▸ **Document segment**
----

FACILITY LOAN AGREEMENT

 

This FACILITY LOAN AGREEMENT (this “ Agreement ”), dated as of August 2, 2004, is made by and between BioDelivery Sciences International, Inc. (the “ Company ”) and Hopkins Capital Group II, LLC (the “ Lender ”).

 

WHEREAS , the Company is in need of up to $4,000,000 of subordinated debt financing, which it desires to obtain through the Facility (as defined herein);

 

WHEREAS , the Lender desires to make the Facility available to the Company;

 

WHEREAS , the Lender owns certain equity interests in the Company and has direct and indirect interests in the financial success and viability of the Company; and

 

WHEREAS , the Lender is willing to make the Loan to the Company on the terms and conditions contained in the herein;

 

NOW, THEREFORE , in consideration of the premises and the mutual agreements contained herein, the parties hereto agree as follows:

 

ARTICLE 1.

RECITALS AND DEFINITIONS

 

1.1 Incorporation of Recitals . It is expressly agreed that the recitals to this Agreement are incorporated herein and made an operative part of this Agreement.

 

1.2 Defined Terms . As used in this Agreement, the following terms shall have the following meanings. Other capitalized terms are defined elsewhere herein.

 

Business Day ” shall mean a day other than a Saturday, Sunday or other day on which commercial banks in New York, New York are authorized or required by law to close.

 

Capital Stock ” shall mean: (a) any and all shares, interests, participations or other equivalents of or interests in (however designated) corporate stock, including shares of preferred or preference stock and (b) all equity or ownership interests in any Person of any other type, including any securities convertible into or exchangeable for any of the foregoing or any options, warrants or other rights to subscribe for, purchase or acquire any of the forgoing.

 

Change in Control ” shall mean the occurrence of one or more of the following events: (a) the acquisition of ownership, directly or indirectly, beneficially or of record, by any Person (together with such Person’s affiliates and associates within the meanings set forth in Rule 12b-2 under the Securities Exchange Act of 1934, as amended), in a single transaction or through a series of related transactions, of securities of the Company ordinarily having the right to elect a majority of directors or other individuals performing similar functions, (b) any sale or disposition, in a single transaction or through a series of related transactions, of all or substantially all of the assets of the Company, other than leases, licenses and/or distribution arrangements entered into by the Company consistent with industry practice with respect to non-sale transactions, (c) any merger or consolidation of the Company with or into another Person, or (d) the adoption of a plan relating to the liquidation or dissolution of the Company.


Commitment Termination Date ” shall mean March 31, 2006.

 

Common Stock ” shall mean the shares of common stock, par value $0.01 per share, of the Company.

 

Company Equity Securities ” shall mean any Capital Stock of the Company or options, warrants or other rights acquire Capital Stock of the Company.

 

Contractual Obligation ” shall mean, as to any Person, any provision of any security issued by such Person or of any contact, agreement, instrument or other undertaking to which such Person is a party or by which it or any of its property is bound.

----

Coordinate annotation entries
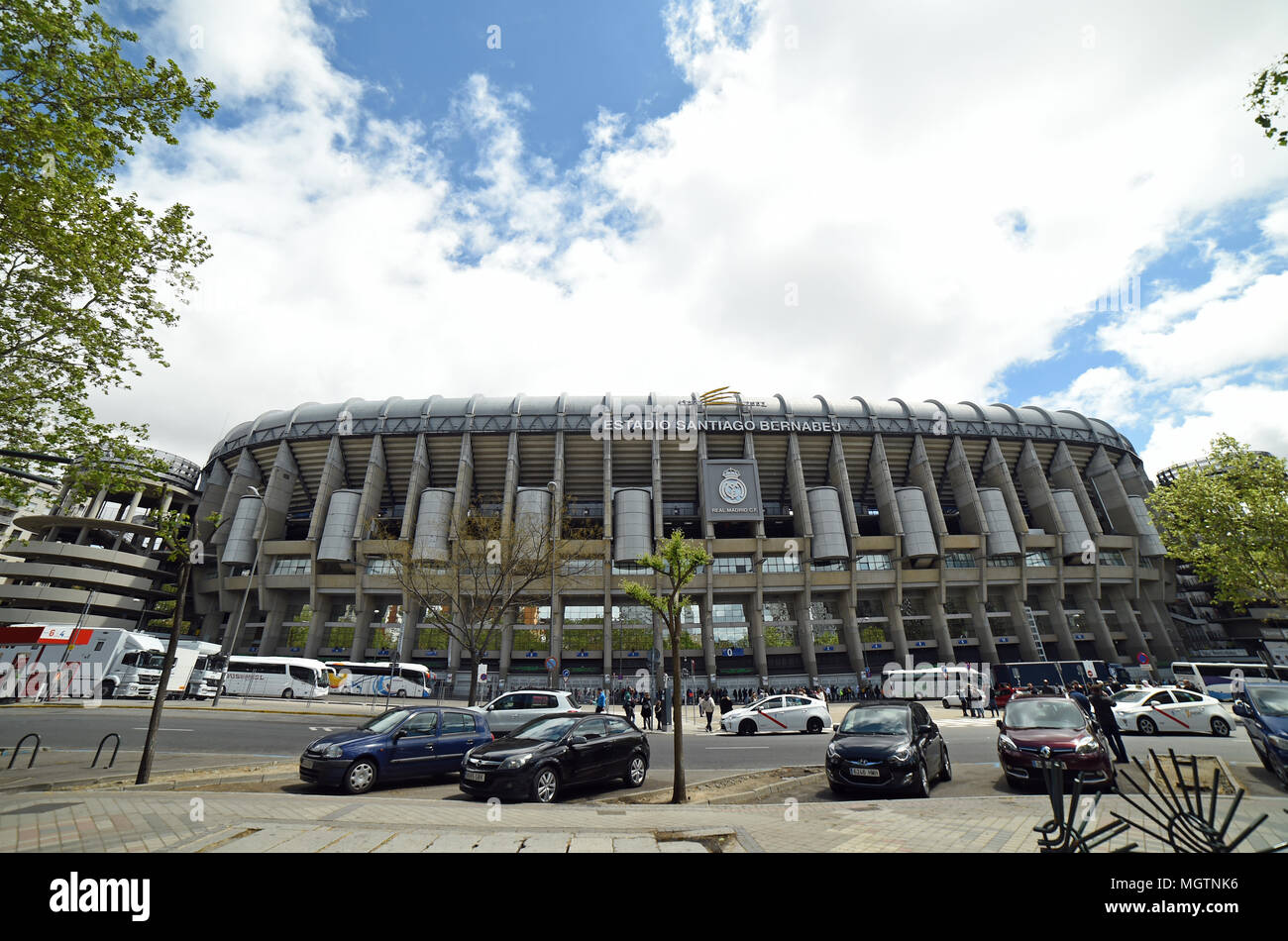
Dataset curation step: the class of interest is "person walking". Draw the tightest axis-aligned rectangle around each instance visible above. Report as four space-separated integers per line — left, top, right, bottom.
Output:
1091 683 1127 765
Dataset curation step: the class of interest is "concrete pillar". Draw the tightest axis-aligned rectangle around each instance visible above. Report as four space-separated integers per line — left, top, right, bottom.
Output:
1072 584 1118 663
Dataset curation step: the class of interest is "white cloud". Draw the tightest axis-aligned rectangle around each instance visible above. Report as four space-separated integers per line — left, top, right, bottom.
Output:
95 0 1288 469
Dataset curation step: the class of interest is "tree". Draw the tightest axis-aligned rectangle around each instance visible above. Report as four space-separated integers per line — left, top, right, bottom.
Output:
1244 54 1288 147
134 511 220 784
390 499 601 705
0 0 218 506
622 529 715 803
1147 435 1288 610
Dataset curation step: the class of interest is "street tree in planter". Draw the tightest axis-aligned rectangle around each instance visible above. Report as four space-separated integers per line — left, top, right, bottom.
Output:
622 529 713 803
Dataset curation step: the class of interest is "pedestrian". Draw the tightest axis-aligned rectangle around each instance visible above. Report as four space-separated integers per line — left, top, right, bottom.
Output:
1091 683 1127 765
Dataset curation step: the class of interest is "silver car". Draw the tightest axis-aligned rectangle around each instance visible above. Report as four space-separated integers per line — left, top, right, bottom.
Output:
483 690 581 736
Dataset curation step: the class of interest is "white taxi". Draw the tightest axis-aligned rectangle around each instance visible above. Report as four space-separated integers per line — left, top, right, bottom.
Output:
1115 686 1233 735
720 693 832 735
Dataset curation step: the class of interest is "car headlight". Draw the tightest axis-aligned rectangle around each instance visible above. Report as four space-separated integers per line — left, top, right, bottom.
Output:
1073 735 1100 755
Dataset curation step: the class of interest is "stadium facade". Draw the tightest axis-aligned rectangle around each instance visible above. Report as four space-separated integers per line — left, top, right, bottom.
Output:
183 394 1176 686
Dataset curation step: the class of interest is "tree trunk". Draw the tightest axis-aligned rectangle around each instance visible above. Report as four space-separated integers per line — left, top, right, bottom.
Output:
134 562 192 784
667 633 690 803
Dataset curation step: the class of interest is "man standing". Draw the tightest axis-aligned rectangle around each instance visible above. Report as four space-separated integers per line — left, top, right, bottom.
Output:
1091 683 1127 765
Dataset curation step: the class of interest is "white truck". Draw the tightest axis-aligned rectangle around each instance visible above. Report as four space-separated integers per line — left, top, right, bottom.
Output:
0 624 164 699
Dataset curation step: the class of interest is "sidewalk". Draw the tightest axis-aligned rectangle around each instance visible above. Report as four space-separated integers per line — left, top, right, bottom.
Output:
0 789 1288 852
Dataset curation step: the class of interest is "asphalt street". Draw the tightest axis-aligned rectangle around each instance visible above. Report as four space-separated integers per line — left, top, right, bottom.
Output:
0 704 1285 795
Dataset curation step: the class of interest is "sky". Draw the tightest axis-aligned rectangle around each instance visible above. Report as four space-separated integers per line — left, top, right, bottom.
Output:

----

▸ **Your tasks**
**A)** In the loan agreement excerpt, rewrite the paragraph beginning "Change in Control" as a short bulleted list that keeps its main facts.
**B)** Repeat the loan agreement excerpt word for word from "1.2 Defined Terms" to "of the forgoing.".
**C)** Go on with the loan agreement excerpt, starting right after its last sentence.
The material has no connection to the loan agreement excerpt.

▸ **Final results**
**A)**
"Change in Control" means any of the following:
- Any Person, together with its affiliates and associates as defined in Rule 12b-2 under the Securities Exchange Act of 1934, as amended, acquires Company securities that ordinarily carry the right to elect a majority of directors or similar officials. This includes ownership that is direct or indirect and beneficial or of record, gained in one transaction or a series of related transactions.
- All or substantially all of the Company's assets are sold or disposed of in one transaction or a series of related transactions. This excludes leases, licenses and distribution arrangements made consistent with industry practice for non-sale transactions.
- The Company merges or consolidates with or into another Person.
- A plan for the Company's liquidation or dissolution is adopted.

**B)**
1.2 Defined Terms . As used in this Agreement, the following terms shall have the following meanings. Other capitalized terms are defined elsewhere herein.

 

Business Day ” shall mean a day other than a Saturday, Sunday or other day on which commercial banks in New York, New York are authorized or required by law to close.

 

Capital Stock ” shall mean: (a) any and all shares, interests, participations or other equivalents of or interests in (however designated) corporate stock, including shares of preferred or preference stock and (b) all equity or ownership interests in any Person of any other type, including any securities convertible into or exchangeable for any of the foregoing or any options, warrants or other rights to subscribe for, purchase or acquire any of the forgoing.

**C)**
 

Conversion Notice ” shall mean a written notice given by Lender to the Company of its election to convert the Loan Amount into Common Stock.

 

Conversion Price ” shall mean $4.25 per share, subject to proportional adjustment in the event the Company: (a) pays a dividend or makes a distribution on its Common Stock in the form of Common Stock; (b) subdivides its outstanding shares of Common Stock into a greater number of shares; (c) combines its outstanding shares of Common Stock into a smaller number of shares; or (d) issues by reclassification of its Common Stock, or by merger or reorganization, any interests of the Company or any successor entity. In the event of any such occurrences, the Conversion Price shall be proportionately adjusted to a price that would have permitted the Lender to receive the same Conversion Stock Percentage which the Lender would have been entitled to receive immediately following such action if the Lender had exercised its right to convert the Loan Amount immediately prior to such action. The adjustment shall become effective immediately after the record date in the case of a dividend or distribution and immediately after the effective date in the case of a subdivision, combination or reclassification. The term “ Conversion Stock Percentage ” shall mean a percentage derived by dividing the maximum number of shares of Conversion Stock receivable at any given time by the then aggregate outstanding shares of Common Stock at such time.

 

Conversion Stock ” shall mean only those shares of Common Stock (or equity securities of any successor to the Company, as the case may be, receivable by the Lender upon conversion of Loan Amounts in accordance with the terms hereof.

 

Default ” shall mean any event, act or condition which with notice or lapse of time, or both, would constitute an Event of Default.

 

Event of Default ” shall mean any of the events specified in Section 8; provided that any requirement for the giving of notice, the lapse of time, or both, or any other condition, has been satisfied.

 

GAAP ” shall mean generally accepted accounting principles in the United States of America in effect from time to time.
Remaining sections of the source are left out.